→ Given exercise: Starting at the line that contains "of the traffic", restate each line word for word through the final line of the data, keeping both ends.

[Items listed in a dataset]
»»
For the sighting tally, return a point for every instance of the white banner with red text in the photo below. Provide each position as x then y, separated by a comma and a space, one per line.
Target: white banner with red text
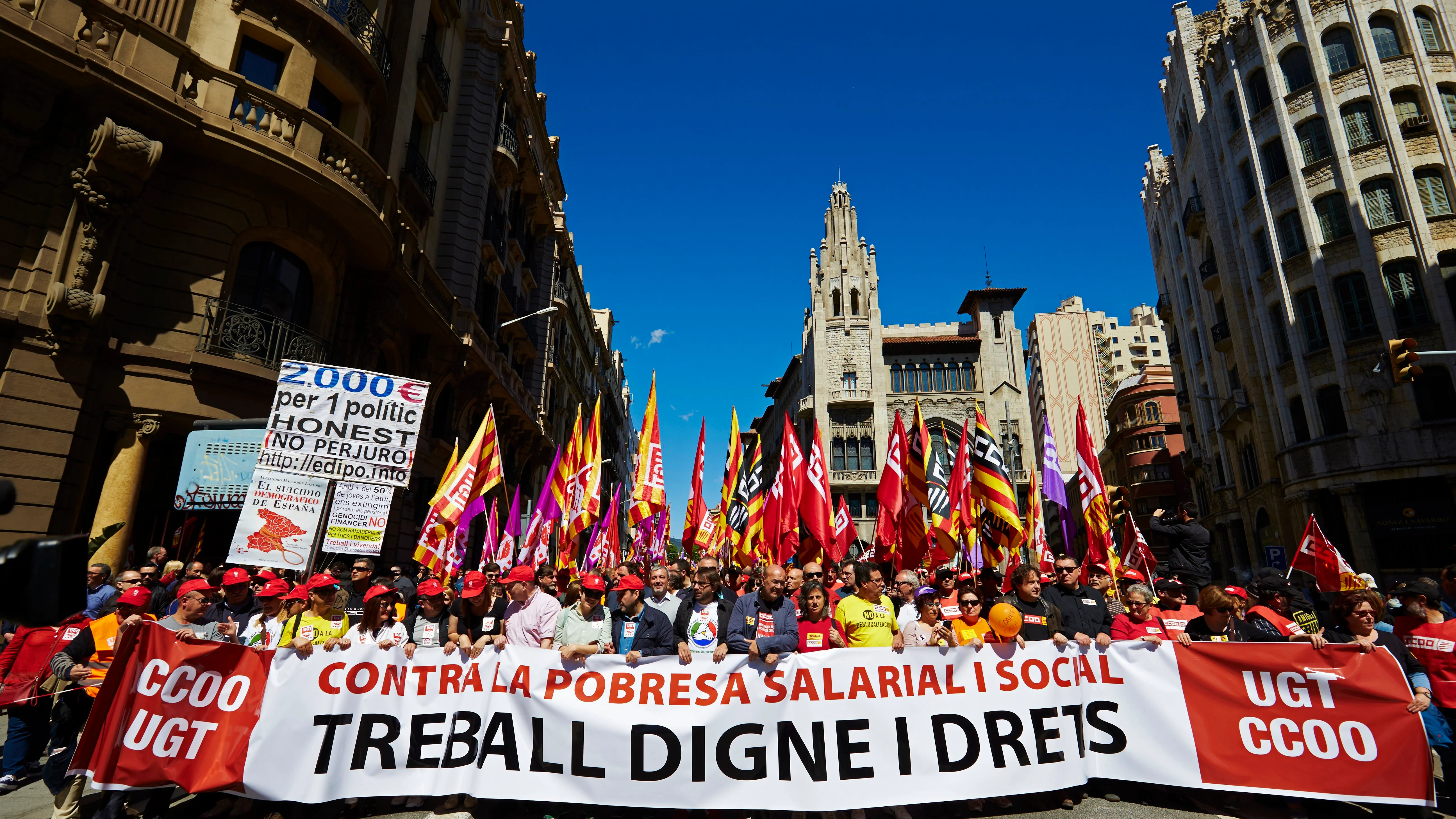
828, 731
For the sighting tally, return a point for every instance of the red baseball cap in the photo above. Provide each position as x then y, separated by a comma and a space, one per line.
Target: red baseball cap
474, 585
196, 586
273, 589
136, 597
525, 573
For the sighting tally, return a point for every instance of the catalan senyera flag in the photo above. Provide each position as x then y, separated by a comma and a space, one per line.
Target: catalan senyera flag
892, 493
746, 511
1094, 495
649, 492
1001, 519
587, 505
565, 479
697, 509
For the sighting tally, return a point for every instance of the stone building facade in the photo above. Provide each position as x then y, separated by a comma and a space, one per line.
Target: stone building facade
1305, 221
194, 192
1145, 447
854, 374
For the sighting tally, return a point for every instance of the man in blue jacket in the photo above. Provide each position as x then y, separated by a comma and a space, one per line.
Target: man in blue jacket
638, 630
764, 624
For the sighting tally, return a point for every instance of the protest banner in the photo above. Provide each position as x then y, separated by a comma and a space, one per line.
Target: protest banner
280, 521
357, 518
344, 425
826, 731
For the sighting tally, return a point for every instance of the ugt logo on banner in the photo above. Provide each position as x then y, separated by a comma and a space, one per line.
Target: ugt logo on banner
184, 712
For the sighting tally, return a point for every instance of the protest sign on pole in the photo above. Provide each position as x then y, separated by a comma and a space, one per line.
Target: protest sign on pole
826, 731
344, 425
280, 521
357, 519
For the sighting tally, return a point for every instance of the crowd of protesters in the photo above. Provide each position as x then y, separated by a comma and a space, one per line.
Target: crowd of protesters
691, 610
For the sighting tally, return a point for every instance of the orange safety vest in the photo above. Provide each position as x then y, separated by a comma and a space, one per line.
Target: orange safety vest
104, 634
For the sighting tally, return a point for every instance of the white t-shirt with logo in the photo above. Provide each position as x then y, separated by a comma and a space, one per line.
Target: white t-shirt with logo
702, 629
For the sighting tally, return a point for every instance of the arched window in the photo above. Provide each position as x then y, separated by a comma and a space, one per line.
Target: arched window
274, 282
1430, 36
1334, 216
1381, 205
1435, 395
1382, 31
1295, 65
1314, 140
1340, 50
1361, 126
1257, 88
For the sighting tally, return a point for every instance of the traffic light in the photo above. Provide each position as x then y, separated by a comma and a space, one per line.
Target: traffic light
1117, 506
1403, 361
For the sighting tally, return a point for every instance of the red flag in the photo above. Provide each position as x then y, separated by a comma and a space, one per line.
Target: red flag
1320, 557
695, 505
1094, 497
815, 501
785, 541
892, 493
1136, 553
844, 533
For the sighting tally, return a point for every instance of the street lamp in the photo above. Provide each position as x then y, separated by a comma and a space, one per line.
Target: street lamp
542, 312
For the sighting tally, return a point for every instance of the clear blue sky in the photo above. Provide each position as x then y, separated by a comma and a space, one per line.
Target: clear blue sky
699, 144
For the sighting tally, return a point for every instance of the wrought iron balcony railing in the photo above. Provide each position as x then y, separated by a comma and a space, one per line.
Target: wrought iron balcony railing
««
→ The reply:
For the sighting tally, return a point for every instance of the traffic light in the photo above. Provide each position as x then y, separated by a comma and a space, one per line.
Target: traffic light
1117, 506
1403, 361
For the sighting tally, return a point for every instance of the red flag in the photo above. Provide each position as x then y, separated by a comma and a space, one per line.
Target: red flag
1320, 557
695, 505
1094, 497
815, 501
785, 541
892, 493
1136, 553
844, 533
For the sighting tally, return a point for every instance of the street lamp in the photo above. Provide each position as x then y, separated by a comma and a space, one per line.
Target: street lamp
542, 312
For the sighting tally, return a point for every instance of the clear blue sky in the photo above. Provide each position as x then y, separated by a comma and a space, one per line.
Target: clear blue sky
699, 144
For the sighting tally, return a point for every instance of the wrought iron balcony railing in the photo above. Provide each position as x then y, separated by a comma and a space, one per line.
Target: wrought iron balcony railing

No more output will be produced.